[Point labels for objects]
::::::::

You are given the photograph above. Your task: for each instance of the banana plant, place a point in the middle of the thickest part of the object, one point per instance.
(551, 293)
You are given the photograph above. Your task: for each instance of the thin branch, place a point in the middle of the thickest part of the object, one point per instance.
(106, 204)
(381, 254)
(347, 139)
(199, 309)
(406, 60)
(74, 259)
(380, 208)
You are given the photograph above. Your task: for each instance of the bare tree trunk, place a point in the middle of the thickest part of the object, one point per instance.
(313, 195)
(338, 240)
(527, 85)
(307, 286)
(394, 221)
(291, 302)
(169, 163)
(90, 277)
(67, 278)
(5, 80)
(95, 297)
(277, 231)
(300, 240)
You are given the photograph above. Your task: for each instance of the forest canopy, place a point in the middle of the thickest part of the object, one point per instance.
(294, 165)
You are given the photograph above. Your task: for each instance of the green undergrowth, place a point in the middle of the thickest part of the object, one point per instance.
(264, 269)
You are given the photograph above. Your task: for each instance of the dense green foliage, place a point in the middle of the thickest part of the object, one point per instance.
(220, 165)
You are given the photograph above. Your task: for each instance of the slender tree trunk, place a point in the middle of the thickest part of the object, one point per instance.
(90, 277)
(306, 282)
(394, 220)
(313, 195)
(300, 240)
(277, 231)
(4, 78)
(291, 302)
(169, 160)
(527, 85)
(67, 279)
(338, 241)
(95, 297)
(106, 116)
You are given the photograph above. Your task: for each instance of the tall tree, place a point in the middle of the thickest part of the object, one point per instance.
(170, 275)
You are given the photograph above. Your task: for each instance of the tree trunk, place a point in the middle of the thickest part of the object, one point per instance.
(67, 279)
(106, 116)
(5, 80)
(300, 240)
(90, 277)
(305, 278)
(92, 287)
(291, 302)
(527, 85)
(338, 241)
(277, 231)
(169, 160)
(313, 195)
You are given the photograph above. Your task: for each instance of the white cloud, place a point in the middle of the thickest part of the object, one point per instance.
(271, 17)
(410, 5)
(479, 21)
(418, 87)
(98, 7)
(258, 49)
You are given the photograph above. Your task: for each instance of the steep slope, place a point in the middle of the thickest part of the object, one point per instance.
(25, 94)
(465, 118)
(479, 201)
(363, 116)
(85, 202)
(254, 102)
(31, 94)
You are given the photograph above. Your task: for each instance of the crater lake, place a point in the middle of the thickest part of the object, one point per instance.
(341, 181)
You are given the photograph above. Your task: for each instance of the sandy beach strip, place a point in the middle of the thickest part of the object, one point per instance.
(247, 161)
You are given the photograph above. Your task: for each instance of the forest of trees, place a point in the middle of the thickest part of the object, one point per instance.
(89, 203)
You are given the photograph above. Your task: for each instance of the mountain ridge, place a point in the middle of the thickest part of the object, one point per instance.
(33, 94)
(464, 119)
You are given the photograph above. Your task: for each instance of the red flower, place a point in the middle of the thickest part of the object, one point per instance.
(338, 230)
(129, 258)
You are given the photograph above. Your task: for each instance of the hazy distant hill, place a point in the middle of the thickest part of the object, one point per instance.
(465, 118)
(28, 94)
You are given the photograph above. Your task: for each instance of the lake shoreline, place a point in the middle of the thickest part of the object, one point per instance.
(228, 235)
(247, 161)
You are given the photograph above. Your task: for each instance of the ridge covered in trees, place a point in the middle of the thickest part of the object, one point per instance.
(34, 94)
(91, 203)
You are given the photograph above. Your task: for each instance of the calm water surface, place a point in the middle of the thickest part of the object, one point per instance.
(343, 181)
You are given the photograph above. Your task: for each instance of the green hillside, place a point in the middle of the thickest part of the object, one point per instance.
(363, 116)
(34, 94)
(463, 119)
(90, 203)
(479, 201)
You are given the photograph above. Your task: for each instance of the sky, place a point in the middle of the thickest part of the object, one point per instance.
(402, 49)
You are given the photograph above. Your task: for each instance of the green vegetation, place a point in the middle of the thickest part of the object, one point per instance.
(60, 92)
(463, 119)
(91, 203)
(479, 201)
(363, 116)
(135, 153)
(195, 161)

::::::::

GIVEN REQUEST:
Reproduce all of the material above word for word, changing nothing.

SOLUTION BELOW:
You are given the photograph above. Your task: for each instance of the banana plant, place a point in the middle of the thickest part of the object, one point per instance.
(551, 293)
You are given the photograph above. Your task: for each instance of the thin branch, place a point in the middle of the thickest part of the object, one point per instance.
(106, 204)
(381, 254)
(347, 139)
(199, 309)
(406, 60)
(74, 259)
(380, 208)
You are given the photograph above. Your task: for each instance of the bare tree trunk, place a point in the middle of the thickest part of the object, one point per instance.
(313, 195)
(338, 240)
(527, 85)
(307, 286)
(394, 221)
(291, 302)
(169, 163)
(90, 277)
(67, 278)
(5, 80)
(95, 297)
(277, 231)
(300, 240)
You are given the photograph above. Your task: for each instance of the forest canopy, place a point in the middle of the thickest part of the object, one point per instance.
(294, 165)
You are given the photograph above. Your task: for each instance of the green undergrowth, place a point in the middle of the thickest part of the object, one point per instance.
(264, 269)
You are given the photograph above. Your task: for each instance of the dense green foliage, place a point in the middle of the thickest part of the object, one point per instance.
(220, 165)
You are given the photograph above. Your task: for each instance of the slender tree trunk, place a point in the middle of the thickest part of the object, one point per instance.
(90, 277)
(306, 282)
(394, 220)
(313, 195)
(300, 240)
(277, 231)
(4, 78)
(291, 302)
(169, 160)
(527, 85)
(67, 279)
(338, 241)
(95, 297)
(106, 116)
You are given the photograph above. Your task: for each instance of the tall tree, place a point in the middle of the thickest part of the object, one point per instance.
(170, 275)
You are given the photograph above. Your task: for each instance of the tree trunk, place a point in the middle of the thickest part of the object, one point per instance.
(67, 279)
(106, 116)
(5, 80)
(300, 240)
(90, 277)
(305, 278)
(92, 287)
(291, 302)
(527, 85)
(338, 241)
(277, 231)
(169, 160)
(313, 195)
You are given the photograph above. Your task: for each instance of the white cloud, place a point in the middle of the thickest part of the object, one point per instance.
(271, 17)
(410, 5)
(479, 21)
(418, 87)
(98, 7)
(258, 49)
You are given the photograph above. Your task: for each instance of the steep slope, place a point in the middle of the thickest part of the object, one point per instance.
(25, 94)
(465, 118)
(479, 201)
(363, 116)
(85, 202)
(254, 102)
(31, 94)
You are given the photograph above. Your task: for each instance of the crater lake, place a point in the middle of the thickest part of the object, one point per instance.
(341, 181)
You are given the photograph above. Your task: for each instance of the sandy beach strip, place a point in the middle of the thickest part of the object, one point per instance.
(247, 161)
You are given the photograph above. Your task: for each instance of the forest of trees, place a point in the middle of the thickest part of the object, one point per instance.
(89, 203)
You are given the photograph above. Your task: for each instance of the mountain ridge, place a point in the middle of the thickest part of the object, one point per instance.
(33, 94)
(464, 119)
You are given the photograph above. Your task: for each instance of the red flower, place a point in the middle of the thickest part of the object, one point per instance.
(338, 230)
(129, 258)
You are given the photograph above. Your task: for each instance of the hazy distant hill, place a point in the middle of the thickest part of the object, one point per instance.
(465, 118)
(28, 94)
You are given the photograph above. Your task: for each instance of the lake shoreline, place a point in the middle of the thickest part of the object, one point per instance.
(228, 235)
(247, 161)
You are given the photograph above. Your task: for each instance of the ridge covered in trees, place a point in the middle of the thickest part of the object, one point per instance.
(34, 94)
(91, 203)
You are given the photograph above. Your task: for each instance of the calm water surface, place a point in the middle of the thickest part of the object, one point per instance.
(343, 181)
You are given the photograph above. Your task: for each instance of the green hillside, place a point in the middle of the thickest part of the object, one point per instance.
(363, 116)
(34, 94)
(463, 119)
(90, 203)
(479, 201)
You are given the photograph above. Your task: for each instance of the sky, place a point in the middle of the thickest part of the object, one point per instance.
(402, 49)
You are given the photograph above. Your task: for each instance of the green vegetation, place a point in the middle of the thickest part of the object, one point per instance.
(60, 92)
(463, 119)
(91, 203)
(479, 201)
(363, 116)
(135, 153)
(195, 161)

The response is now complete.